### [Task brief]
Below are entries; print them exactly from the first line through the one containing "like x=447 y=949.".

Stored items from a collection
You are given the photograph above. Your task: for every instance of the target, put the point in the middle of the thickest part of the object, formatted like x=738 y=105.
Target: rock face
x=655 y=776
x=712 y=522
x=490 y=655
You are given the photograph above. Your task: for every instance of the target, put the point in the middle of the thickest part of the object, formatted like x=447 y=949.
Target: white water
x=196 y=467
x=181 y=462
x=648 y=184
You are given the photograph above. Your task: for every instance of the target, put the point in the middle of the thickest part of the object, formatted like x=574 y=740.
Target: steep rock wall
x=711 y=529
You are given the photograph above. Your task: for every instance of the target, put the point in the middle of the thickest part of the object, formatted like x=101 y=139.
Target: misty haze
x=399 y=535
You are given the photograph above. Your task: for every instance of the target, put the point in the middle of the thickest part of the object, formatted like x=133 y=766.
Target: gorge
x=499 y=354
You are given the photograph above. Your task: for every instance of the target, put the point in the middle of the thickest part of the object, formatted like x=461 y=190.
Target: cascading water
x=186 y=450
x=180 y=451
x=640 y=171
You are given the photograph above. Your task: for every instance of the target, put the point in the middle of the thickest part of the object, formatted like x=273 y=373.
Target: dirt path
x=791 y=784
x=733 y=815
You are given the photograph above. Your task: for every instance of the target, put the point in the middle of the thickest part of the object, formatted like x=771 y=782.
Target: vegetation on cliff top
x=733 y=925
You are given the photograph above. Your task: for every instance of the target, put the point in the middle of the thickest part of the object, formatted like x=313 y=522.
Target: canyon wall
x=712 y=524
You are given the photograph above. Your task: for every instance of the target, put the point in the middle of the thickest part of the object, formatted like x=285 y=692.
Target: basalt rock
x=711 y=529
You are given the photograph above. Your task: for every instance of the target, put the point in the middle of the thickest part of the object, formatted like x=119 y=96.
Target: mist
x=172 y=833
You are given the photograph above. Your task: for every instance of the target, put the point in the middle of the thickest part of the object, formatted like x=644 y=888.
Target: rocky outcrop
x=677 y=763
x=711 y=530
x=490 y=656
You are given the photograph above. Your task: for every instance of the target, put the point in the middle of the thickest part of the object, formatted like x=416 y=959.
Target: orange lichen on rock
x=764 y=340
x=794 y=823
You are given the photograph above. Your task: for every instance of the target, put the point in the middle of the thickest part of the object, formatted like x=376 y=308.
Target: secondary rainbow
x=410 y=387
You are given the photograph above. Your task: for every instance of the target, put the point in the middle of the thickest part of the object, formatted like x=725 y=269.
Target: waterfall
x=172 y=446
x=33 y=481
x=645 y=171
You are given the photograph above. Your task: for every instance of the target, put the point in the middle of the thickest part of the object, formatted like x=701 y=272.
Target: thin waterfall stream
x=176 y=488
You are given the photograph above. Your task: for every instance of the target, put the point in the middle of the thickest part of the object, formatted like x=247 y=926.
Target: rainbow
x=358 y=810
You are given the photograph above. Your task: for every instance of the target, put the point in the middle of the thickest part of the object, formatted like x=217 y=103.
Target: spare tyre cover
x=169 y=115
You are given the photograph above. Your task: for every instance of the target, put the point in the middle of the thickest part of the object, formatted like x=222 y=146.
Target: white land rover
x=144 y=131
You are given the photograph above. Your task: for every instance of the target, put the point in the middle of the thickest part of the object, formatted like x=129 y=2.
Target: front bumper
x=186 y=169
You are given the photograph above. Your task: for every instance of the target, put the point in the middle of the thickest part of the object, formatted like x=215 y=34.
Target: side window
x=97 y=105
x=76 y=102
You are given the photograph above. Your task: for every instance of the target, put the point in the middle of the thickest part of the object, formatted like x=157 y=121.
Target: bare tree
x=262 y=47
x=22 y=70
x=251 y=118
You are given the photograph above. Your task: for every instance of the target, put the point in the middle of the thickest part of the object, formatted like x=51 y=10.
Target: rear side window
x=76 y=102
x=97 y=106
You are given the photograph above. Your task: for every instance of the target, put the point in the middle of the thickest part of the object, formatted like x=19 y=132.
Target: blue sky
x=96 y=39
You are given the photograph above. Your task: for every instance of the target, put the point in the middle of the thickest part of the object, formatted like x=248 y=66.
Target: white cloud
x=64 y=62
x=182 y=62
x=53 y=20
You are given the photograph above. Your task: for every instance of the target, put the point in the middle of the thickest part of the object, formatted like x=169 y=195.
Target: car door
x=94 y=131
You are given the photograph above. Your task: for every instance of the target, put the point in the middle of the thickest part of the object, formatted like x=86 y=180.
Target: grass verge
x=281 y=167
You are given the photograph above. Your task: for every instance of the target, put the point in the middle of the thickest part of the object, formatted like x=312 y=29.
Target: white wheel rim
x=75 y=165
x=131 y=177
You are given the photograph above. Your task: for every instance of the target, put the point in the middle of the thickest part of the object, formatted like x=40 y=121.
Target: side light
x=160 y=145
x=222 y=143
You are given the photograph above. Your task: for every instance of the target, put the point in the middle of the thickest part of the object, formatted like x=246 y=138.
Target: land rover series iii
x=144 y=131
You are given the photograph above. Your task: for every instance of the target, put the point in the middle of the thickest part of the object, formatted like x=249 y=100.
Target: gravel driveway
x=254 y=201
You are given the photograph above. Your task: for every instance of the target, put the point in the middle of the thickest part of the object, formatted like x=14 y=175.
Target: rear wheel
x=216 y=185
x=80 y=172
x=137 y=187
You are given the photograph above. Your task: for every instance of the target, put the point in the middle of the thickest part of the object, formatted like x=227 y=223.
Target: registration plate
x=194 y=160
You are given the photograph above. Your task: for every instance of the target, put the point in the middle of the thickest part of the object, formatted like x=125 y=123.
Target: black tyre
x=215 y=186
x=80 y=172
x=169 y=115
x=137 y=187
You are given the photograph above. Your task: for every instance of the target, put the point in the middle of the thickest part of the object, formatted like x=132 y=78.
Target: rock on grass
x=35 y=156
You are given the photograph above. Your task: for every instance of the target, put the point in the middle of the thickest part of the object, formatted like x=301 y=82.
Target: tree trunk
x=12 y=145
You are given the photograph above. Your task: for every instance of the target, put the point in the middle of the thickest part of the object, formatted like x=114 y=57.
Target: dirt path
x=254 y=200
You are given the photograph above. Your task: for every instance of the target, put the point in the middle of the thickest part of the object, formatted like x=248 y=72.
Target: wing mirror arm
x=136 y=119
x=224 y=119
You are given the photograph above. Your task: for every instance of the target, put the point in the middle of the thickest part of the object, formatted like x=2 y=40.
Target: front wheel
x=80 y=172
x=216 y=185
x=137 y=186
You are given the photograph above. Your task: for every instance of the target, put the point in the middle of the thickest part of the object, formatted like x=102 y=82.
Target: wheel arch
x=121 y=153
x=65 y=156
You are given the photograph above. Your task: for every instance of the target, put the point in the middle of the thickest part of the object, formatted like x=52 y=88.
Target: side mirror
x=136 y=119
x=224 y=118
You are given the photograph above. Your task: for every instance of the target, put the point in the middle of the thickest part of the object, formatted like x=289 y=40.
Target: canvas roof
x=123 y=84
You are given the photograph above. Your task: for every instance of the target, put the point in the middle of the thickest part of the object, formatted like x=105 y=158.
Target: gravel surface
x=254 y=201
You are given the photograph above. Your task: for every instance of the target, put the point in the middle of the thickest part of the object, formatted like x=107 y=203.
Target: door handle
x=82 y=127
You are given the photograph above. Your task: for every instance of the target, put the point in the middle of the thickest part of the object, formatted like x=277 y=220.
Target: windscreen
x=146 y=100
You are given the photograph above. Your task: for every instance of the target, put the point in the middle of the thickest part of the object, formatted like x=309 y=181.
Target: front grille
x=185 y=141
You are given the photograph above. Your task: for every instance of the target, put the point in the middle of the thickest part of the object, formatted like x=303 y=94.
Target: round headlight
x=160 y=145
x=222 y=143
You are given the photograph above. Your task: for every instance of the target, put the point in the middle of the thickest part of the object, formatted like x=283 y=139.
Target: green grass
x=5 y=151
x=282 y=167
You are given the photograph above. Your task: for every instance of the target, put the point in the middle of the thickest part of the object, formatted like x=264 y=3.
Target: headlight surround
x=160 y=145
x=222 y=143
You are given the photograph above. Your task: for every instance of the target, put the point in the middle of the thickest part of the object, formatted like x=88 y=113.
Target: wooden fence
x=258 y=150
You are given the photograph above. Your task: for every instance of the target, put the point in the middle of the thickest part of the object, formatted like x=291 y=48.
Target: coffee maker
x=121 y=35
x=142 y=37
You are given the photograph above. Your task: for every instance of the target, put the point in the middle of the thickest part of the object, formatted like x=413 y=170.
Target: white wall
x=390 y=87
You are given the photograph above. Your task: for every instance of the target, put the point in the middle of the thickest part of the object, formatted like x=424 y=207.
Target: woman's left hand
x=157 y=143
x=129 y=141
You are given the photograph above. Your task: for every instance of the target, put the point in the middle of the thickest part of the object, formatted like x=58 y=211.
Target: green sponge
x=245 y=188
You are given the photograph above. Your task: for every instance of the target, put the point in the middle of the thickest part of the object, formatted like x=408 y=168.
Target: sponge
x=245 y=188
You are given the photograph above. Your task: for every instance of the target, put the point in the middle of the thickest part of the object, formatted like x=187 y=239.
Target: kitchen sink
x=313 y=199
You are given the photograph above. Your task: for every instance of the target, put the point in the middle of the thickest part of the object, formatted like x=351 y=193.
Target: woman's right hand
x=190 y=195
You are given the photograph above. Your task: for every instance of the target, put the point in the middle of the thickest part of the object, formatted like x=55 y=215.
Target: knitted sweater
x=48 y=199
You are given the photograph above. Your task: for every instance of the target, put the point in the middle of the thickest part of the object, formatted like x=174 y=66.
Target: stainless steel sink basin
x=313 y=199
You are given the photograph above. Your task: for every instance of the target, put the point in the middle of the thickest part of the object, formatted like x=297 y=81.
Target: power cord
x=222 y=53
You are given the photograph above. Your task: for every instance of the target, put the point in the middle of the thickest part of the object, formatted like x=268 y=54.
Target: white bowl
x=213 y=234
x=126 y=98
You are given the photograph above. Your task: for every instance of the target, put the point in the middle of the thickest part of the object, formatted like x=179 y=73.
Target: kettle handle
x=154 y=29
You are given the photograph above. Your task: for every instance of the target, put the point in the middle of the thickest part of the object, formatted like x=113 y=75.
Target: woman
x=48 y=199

### [Answer box]
You are given the photograph above. Your task: for every instance of the target, put the point in the middle of the thickest part of the object, formatted like x=738 y=105.
Target: rock face
x=655 y=776
x=712 y=522
x=490 y=655
You are given the photograph above. Your task: for every instance of the target, put the point in the middle of the thickest part of the object, formatted like x=447 y=949.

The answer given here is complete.